** WHAT YOU ARE ASKED TO DO **
Each line of the data below must be given again exactly as written.

** MATERIAL FOR THIS TASK **

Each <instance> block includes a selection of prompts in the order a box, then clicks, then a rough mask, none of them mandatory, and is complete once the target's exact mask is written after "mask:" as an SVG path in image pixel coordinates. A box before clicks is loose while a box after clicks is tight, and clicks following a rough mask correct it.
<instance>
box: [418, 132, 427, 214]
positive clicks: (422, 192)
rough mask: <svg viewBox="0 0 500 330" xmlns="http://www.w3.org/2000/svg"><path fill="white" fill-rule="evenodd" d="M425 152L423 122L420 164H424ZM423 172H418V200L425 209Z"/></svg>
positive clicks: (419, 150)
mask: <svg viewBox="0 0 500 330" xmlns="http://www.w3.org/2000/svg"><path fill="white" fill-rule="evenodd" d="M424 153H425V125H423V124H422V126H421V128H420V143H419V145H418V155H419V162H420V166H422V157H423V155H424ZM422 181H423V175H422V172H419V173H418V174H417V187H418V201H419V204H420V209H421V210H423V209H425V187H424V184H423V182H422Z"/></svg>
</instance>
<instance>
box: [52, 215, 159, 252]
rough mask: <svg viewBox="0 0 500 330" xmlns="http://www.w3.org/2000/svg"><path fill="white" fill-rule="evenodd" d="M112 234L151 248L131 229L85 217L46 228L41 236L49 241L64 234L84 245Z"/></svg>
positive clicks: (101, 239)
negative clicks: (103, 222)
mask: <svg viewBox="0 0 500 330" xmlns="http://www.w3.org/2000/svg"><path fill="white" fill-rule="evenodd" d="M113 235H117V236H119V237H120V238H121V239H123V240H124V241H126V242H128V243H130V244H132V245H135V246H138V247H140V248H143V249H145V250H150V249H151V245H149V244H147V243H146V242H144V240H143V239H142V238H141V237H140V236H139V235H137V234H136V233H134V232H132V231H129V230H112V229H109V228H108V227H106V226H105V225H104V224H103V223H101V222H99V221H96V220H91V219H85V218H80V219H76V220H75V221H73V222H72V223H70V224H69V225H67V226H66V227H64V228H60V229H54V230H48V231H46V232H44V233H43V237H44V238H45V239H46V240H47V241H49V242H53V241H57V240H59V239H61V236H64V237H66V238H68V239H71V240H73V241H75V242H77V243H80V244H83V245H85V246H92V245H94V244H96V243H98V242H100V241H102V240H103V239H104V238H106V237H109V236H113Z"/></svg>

** EXERCISE ANSWER **
Each <instance> block includes a selection of prompts in the order a box, then clicks, then a rough mask, none of them mandatory, and is complete once the target's exact mask is written after "mask:" as an SVG path in image pixel coordinates. A box before clicks is loose while a box after clicks is tight, and clicks following a rough mask correct it.
<instance>
box: [418, 132, 427, 214]
positive clicks: (422, 192)
rough mask: <svg viewBox="0 0 500 330" xmlns="http://www.w3.org/2000/svg"><path fill="white" fill-rule="evenodd" d="M425 152L423 122L420 164H424ZM423 172H418V200L425 209Z"/></svg>
positive clicks: (419, 150)
mask: <svg viewBox="0 0 500 330" xmlns="http://www.w3.org/2000/svg"><path fill="white" fill-rule="evenodd" d="M424 153H425V125H423V124H422V126H421V128H420V143H419V145H418V155H419V162H420V166H422V157H423V155H424ZM422 181H423V175H422V172H419V173H418V174H417V187H418V201H419V204H420V209H421V210H423V209H425V187H424V184H423V182H422Z"/></svg>
</instance>
<instance>
box: [52, 215, 159, 252]
rough mask: <svg viewBox="0 0 500 330" xmlns="http://www.w3.org/2000/svg"><path fill="white" fill-rule="evenodd" d="M112 234L151 248L131 229L85 217L46 228L41 236L49 241L64 234L84 245Z"/></svg>
positive clicks: (101, 239)
negative clicks: (103, 222)
mask: <svg viewBox="0 0 500 330" xmlns="http://www.w3.org/2000/svg"><path fill="white" fill-rule="evenodd" d="M113 235H117V236H119V237H120V238H121V239H123V240H124V241H126V242H128V243H130V244H132V245H135V246H138V247H140V248H143V249H145V250H150V249H151V245H149V244H147V243H146V242H144V240H143V239H142V238H141V237H140V236H139V235H137V234H136V233H134V232H132V231H129V230H112V229H109V228H108V227H106V226H105V225H104V224H103V223H101V222H99V221H96V220H91V219H85V218H80V219H76V220H75V221H73V222H72V223H70V224H69V225H67V226H66V227H64V228H60V229H54V230H48V231H46V232H44V233H43V237H44V238H45V239H46V240H47V241H49V242H53V241H57V240H59V239H61V236H64V237H66V238H68V239H71V240H73V241H75V242H77V243H80V244H83V245H85V246H92V245H94V244H96V243H98V242H100V241H102V240H103V239H104V238H106V237H109V236H113Z"/></svg>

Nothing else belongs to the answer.